#### Stated exercise 1
Echo the passage on police brutality from "Criminal justice issues: Government" to "diverse American public.", reproducing every word without change.
#### Stated exercise 2
Name every investigatory commission mentioned in the passage on police brutality.
#### Stated exercise 3
Carry the passage on police brutality forward from its final sentence, keeping its formal register.
---------- Excerpted passage
Definition: Abuses of authority that amount to serious and divisive human rights violations involving the excessive use of force that may occur in the apprehension or retention of civilians

Criminal justice issues: Government misconduct; Police powers; Professional standards

Significance: Persistent and pervasive patterns of abuse and the enduring obstacles to justice in American policing have contributed to increasing international scrutiny since 1999, when the United States was placed on the Human Rights Watch list of major human rights abusers, along with such countries as Rwanda, Cambodia, and Zimbabwe. Although the impact of cases of police brutality and the disparities in criminal justice in the United States represent substantial threats to institutional legitimacy, it is important to note that the incidence of police use of force is in fact quite rare given the large numbers of contacts between police and members of the large and diverse American public.

Article 3 of the United Nations (UN) Code of Conduct for Law-Enforcement Officials states that the legitimate use of force is only that which is “strictly necessary” to subdue persons under the circumstances confronting officers. The UN Basic Principles on the Use of Force and Firearms by Law Enforcement Officials restricts the use of force and firearms to situations in which the “use of force and firearms is unavoidable.” Meanwhile, law-enforcement officials are expected to “exercise restraint in such use and act in proportion to the seriousness of the offense and the legitimate objective to be achieved.” Definitions and justifications for “reasonable” and “necessary” force provided by US law have varied throughout history. The proper use of force by the police maintains the substance of the US Constitution and is fundamental to legitimacy because the police hold a virtual monopoly over the power to exercise lethal force against citizens.

Background

Excessive and lethal force have always been major sources of conflict between members of minority groups and the police in the United States. Despite substantial improvements in race relations, race remains central to police brutality in the United States. A vast body of multidisciplinary literature on the use of force by the police has revealed that members of minorities face a significantly higher risk than other citizens of becoming victims of police violence, and that members of racial and ethnic minorities are more likely to be incorrectly fired at by police, regardless of the race or ethnicity of the officer.

Incidents of police violence against members of ethnic and religious minorities and immigrants have reinforced the public perception that some citizens are subjected to harsher treatment and greater bias than others. Incidents in which real or perceived abuses are made public often spark civil unrest that results in costly and violent uprisings and reinforces public distrust. In 1968, the National Advisory Commission on Civil Disorders, also known as the Kerner Commission, concluded that abusive policing tactics had contributed significantly to the widespread civil disorder of the 1960s.

Later investigatory commissions came to the same conclusions. These include the Christopher Commission, which was appointed to investigate the Los Angeles riots that had followed the acquittal of police officers who had beaten Rodney King; the 1992 St. Clair Commission on excessive force in Boston; and the Mollen Commission on police misconduct in New York. The reports of all these commissions revealed the same patterns that were evident in the Kerner Commission report and reached essentially the same conclusions. Nevertheless, the recommendations made by these commissions remain unrealized.
--------------------
---------- Data listing
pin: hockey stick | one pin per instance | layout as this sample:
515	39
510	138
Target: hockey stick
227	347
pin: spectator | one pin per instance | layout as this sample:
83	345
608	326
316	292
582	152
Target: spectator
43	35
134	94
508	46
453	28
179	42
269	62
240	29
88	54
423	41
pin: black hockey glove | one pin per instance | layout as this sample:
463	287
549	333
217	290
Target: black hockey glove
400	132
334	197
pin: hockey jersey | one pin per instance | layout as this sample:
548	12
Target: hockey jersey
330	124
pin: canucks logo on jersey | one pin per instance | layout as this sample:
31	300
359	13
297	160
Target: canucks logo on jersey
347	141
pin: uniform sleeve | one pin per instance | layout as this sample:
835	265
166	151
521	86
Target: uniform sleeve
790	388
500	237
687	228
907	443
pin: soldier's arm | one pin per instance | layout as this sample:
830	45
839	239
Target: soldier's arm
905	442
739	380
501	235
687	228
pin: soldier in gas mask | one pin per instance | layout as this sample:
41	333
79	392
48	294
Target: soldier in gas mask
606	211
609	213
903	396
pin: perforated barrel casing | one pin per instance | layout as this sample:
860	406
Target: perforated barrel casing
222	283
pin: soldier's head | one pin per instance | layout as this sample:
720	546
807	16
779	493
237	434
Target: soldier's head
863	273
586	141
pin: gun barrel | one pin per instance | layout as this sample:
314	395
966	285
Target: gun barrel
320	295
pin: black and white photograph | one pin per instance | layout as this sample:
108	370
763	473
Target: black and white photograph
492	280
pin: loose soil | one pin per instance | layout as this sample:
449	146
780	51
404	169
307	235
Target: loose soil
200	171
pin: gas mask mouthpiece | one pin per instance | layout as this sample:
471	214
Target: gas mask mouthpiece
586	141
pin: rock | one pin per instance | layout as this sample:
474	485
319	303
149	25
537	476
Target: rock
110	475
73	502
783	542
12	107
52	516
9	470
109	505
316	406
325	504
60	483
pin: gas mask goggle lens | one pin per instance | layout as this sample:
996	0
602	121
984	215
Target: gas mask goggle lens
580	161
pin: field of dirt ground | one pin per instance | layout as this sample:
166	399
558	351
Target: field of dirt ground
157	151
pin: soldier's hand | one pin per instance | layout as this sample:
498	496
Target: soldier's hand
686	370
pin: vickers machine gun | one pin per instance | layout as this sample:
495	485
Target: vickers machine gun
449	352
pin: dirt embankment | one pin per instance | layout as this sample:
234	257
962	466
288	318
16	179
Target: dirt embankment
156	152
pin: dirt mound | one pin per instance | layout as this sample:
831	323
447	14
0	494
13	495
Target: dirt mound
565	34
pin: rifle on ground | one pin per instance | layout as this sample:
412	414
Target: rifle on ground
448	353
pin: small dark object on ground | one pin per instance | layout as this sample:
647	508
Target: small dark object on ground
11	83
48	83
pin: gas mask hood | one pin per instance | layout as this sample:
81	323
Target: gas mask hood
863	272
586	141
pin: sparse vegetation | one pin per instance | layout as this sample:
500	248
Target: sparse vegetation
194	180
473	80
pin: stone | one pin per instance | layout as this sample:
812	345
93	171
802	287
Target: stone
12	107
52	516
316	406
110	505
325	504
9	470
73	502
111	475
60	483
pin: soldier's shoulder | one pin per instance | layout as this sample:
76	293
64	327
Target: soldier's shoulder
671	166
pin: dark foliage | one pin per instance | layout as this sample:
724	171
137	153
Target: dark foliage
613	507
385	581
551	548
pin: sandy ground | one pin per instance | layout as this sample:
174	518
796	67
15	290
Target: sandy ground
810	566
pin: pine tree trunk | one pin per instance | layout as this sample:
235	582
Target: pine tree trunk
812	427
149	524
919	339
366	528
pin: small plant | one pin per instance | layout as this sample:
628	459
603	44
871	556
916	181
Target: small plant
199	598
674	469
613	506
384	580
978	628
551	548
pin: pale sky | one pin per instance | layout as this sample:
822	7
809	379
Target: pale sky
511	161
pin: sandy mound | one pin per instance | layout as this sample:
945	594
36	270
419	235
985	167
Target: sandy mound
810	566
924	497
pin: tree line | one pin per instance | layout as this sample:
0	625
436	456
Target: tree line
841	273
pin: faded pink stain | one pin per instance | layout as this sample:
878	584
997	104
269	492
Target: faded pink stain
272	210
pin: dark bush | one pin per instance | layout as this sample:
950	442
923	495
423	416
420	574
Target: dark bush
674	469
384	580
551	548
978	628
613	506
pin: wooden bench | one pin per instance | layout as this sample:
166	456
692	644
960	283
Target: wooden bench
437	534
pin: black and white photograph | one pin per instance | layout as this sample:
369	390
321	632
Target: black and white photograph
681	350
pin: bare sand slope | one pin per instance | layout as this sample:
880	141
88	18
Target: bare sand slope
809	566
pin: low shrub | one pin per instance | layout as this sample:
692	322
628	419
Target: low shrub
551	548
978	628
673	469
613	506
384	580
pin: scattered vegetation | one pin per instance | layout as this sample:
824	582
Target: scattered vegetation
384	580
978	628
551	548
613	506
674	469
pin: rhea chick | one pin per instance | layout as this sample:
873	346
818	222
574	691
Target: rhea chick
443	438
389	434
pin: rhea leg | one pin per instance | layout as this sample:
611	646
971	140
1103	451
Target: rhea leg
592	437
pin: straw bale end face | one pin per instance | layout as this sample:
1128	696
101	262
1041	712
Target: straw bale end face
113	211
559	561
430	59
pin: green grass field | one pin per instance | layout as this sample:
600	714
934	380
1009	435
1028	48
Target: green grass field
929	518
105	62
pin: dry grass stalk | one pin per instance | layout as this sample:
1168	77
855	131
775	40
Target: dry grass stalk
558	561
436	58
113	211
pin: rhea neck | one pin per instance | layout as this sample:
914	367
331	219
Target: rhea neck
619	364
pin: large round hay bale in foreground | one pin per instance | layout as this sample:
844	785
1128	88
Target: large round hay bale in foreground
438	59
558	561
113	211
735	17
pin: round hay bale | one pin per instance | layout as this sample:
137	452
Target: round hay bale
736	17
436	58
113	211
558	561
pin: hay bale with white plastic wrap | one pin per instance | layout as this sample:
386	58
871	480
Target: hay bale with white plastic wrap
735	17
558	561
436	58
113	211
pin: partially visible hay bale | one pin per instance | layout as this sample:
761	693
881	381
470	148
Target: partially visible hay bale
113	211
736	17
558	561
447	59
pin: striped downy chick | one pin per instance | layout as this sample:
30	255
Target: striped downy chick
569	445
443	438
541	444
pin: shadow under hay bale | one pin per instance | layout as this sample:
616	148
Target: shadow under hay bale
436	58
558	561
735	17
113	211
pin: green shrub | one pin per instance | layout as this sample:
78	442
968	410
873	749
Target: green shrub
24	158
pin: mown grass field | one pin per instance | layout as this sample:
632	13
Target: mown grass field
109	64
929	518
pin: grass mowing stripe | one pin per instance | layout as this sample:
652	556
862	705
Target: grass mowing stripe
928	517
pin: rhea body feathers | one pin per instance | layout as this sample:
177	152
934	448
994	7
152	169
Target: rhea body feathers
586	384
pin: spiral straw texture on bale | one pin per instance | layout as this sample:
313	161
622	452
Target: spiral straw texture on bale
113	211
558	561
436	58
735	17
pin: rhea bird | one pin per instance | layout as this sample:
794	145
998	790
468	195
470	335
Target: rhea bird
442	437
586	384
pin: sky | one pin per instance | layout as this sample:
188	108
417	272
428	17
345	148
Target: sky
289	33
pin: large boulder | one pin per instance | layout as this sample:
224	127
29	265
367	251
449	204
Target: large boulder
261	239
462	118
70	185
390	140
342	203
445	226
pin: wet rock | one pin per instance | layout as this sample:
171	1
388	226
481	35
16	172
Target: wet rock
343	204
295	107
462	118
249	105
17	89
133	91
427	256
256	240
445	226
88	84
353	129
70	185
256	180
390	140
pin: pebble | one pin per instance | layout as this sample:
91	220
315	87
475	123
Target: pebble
--------------------
#### Task output 1
Criminal justice issues: Government misconduct; Police powers; Professional standards

Significance: Persistent and pervasive patterns of abuse and the enduring obstacles to justice in American policing have contributed to increasing international scrutiny since 1999, when the United States was placed on the Human Rights Watch list of major human rights abusers, along with such countries as Rwanda, Cambodia, and Zimbabwe. Although the impact of cases of police brutality and the disparities in criminal justice in the United States represent substantial threats to institutional legitimacy, it is important to note that the incidence of police use of force is in fact quite rare given the large numbers of contacts between police and members of the large and diverse American public.

#### Task output 2
- Kerner Commission (National Advisory Commission on Civil Disorders)
- Christopher Commission
- St. Clair Commission
- Mollen Commission

#### Task output 3
In August 2014, violent protests erupted and continued for days and then months after a white police officer, Darren Wilson, shot and killed an unarmed black man, Michael Brown, in Ferguson, Missouri, during an altercation related to a recent theft. After more than three months and amid continued verbal and physical protests and unrest in Ferguson, the St. Louis County grand jury decided not to indict Wilson on any charges. The entire country became involved in the emotions and issues raised by the incident, and Wilson ultimately resigned from his position without severance in late November. Additionally, President Barack Obama proposed a new plan to fund a program to institute the use of body cameras for police forces. The subsequent deaths over the next year of a number of young black men, including Akai Gurley, Tamir Rice, Freddie Gray, and Samuel DuBose, at the hands of police officers generated a continued public outcry. The police shot and killed over 680 people in 2015; 6 percent of white suspects who were shot were unarmed, while 14 percent of black victims were.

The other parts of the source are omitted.